PAGE EXTRACT =>
☆ ☆ ☆
Current Research Projects

Transformation der Gesellschaft zur Nachhaltigkeit

Mit kühlem Kopf. Über den Nutzen der Philosophie für die Klimadebatte. 
Chair of Philosophy II

Mind the Meaning

The Philosophy of Psychological Expressivism
Chair of Philosophy I

Dissertation Projects

  • Expressing Myself: Disavowals and the Mind (working title)

    Nadja-Mira Yolcu

    Supervisor: Prof. Dr. Wolfgang Freitag, Chair of Philosophy I

    The dissertation project aims to develop an expressivist analysis for the negation of avowals. So far, expressivist theories (Wittgenstein 1953; Bar-On 2004, 2015; Finkelstein 2003; Freitag 2014, 2018) have focused on positive avowals. But negated avowals (disavowals), e.g., “I don’t hope that it is raining,” pose, or seem to pose, a serious problem to avowal expressivism. It is unclear what the utterance of a negated avowal is supposed to express – how can one express the absence of a mental state? The purpose of the dissertation is to examine negated avowals. I will tentatively claim that, in spite of the mentioned problem, they can receive an expressivist interpretation. I propose that disavowals constitute cases of expressive denegation. Thus, we can avoid a descriptivist backlash. An expressivist interpretation of disavowals will, furthermore, contribute to a new understanding of various philosophical problems such as Moore’s paradox and suspension of belief.

  • Scientific Observation in Perspective (working title)

    Lyu Xingyu

    Supervisor: Prof. Dr. Wolfgang Freitag, Chair of Philosophy I

    The dissertation project aims to develop a perspectivist account of scientific observation. The observational ability of human observers has been profoundly enlarged and enhanced with the aid of sophisticatedly designed apparatus. Whether the observational results gained via the use of apparatus could be treated as the outcome of a simple continuum of human sensory perception or not, determines how we interpret observational results in science. I will respond to this question from a perspectivist viewpoint and will thus argue that there is no simple continuum thereof. The purpose of this dissertation is to develop a perspectivist theoretical framework with the aim of bridging the gap between the apparatus-based observation and human sense-based observation.

  • Wiedergutmachungen global agierender Unternehmen: Von der Pflicht, gerecht zu wirtschaften (Arbeitstitel)

    Sebastian Burger

    Supervisor: Prof. Dr. Bernward Gesang, Chair of Philosophy II

    The doctoral project contributes a practically oriented corporate ethics, which regards human rights as a central, normative foundation and aims at the relative improvement of morally reprehensible conditions. The dissertation has three parts. First, three different principles of attribution of responsibility are analysed and discussed. These include the polluter pays, solvency and beneficiaries principle. In a globalised economy, the polluter pays principle, which is dominant in corporate ethics, seems to be reaching its limits. It must therefore be supplemented by the other two principles. Second, the normative consequences are discussed: What responsibility for elimination or reparation obligations do global companies have in order to be able to prevent, combat or compensate for human rights violations? In the final part, it is examined what needs to be done at the macro, meso and micro levels of business ethics to put into practice the responsibility to eliminate and redress.
☆ ☆ ☆
[Records from a dataset]
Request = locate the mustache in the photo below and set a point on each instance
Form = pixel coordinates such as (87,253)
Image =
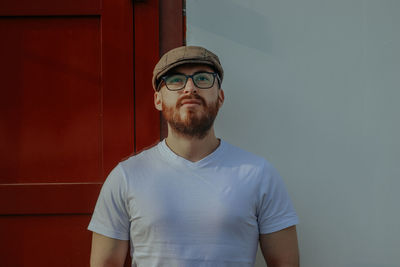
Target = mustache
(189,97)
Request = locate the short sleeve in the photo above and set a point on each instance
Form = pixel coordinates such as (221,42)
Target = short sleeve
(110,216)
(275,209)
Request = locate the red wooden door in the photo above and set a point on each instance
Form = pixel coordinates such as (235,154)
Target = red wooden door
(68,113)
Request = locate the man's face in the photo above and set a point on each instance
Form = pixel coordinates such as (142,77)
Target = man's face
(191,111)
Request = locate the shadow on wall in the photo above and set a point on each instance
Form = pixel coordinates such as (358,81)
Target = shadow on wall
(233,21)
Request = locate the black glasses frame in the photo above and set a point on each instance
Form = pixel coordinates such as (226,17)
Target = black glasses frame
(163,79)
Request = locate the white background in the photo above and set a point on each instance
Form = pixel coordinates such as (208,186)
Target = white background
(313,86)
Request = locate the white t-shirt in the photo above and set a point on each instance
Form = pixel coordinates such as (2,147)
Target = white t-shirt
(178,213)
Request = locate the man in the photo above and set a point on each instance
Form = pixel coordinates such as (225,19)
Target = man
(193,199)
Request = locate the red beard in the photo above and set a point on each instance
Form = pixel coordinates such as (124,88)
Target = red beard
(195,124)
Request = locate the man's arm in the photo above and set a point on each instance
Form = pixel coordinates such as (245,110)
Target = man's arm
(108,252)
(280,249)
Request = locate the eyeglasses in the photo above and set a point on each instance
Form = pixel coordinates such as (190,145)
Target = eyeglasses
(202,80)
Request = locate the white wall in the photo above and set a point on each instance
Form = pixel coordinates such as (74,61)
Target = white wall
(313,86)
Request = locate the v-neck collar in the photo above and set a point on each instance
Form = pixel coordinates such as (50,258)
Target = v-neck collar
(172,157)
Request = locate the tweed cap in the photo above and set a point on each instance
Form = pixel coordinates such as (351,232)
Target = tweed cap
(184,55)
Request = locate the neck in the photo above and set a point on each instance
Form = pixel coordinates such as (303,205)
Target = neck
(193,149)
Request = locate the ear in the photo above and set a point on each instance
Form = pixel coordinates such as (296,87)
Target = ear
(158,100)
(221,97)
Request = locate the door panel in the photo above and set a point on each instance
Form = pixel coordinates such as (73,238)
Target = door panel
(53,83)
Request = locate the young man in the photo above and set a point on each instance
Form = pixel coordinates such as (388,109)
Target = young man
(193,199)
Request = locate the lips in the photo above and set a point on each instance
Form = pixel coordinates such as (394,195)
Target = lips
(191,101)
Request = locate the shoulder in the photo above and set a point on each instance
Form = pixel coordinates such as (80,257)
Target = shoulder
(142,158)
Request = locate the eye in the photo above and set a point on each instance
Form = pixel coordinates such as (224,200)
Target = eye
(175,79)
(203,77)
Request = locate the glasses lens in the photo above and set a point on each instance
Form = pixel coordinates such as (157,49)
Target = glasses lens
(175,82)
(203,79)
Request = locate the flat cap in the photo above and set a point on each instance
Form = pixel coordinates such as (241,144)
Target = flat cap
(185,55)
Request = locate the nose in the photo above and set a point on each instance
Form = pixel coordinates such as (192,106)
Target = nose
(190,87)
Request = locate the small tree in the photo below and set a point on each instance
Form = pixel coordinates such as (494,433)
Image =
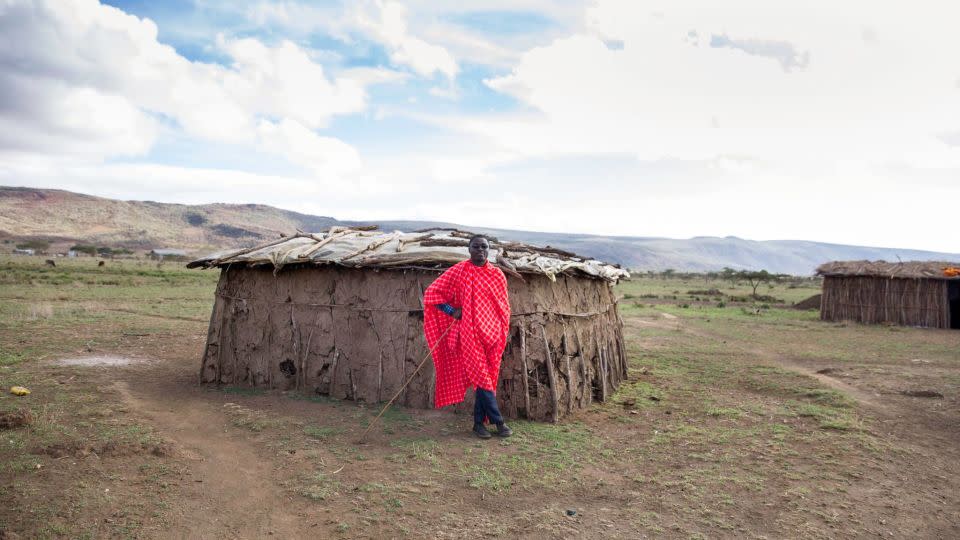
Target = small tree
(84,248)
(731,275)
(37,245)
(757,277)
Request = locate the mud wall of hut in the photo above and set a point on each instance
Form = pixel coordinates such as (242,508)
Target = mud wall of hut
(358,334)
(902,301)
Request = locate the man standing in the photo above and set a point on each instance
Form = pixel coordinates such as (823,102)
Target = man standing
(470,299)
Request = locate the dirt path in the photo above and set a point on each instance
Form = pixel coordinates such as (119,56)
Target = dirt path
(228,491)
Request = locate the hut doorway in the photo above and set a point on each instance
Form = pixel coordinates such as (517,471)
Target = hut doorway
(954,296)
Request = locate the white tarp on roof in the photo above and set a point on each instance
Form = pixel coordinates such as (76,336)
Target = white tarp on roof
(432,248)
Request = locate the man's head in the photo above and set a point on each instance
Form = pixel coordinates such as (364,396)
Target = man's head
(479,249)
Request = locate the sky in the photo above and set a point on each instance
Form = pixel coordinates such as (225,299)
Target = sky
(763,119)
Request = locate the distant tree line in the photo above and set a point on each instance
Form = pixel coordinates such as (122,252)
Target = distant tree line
☆ ☆ ☆
WRITTEN INSTRUCTION 1 =>
On the research projects page, which three principles of attribution of responsibility does the corporate ethics dissertation analyze?
WRITTEN INSTRUCTION 2 =>
Please arrange the lines of the records, from the line with "Request = locate the distant" to the end of the records, as a Markdown table with the columns No. and Line, one numbered row per line and blank lines skipped.

OUTPUT 1 =>
The polluter pays, solvency and beneficiaries principles.

OUTPUT 2 =>
| No. | Line |
|---|---|
| 1 | Request = locate the distant tree line in the photo above and set a point on each instance |
| 2 | Form = pixel coordinates such as (122,252) |
| 3 | Target = distant tree line |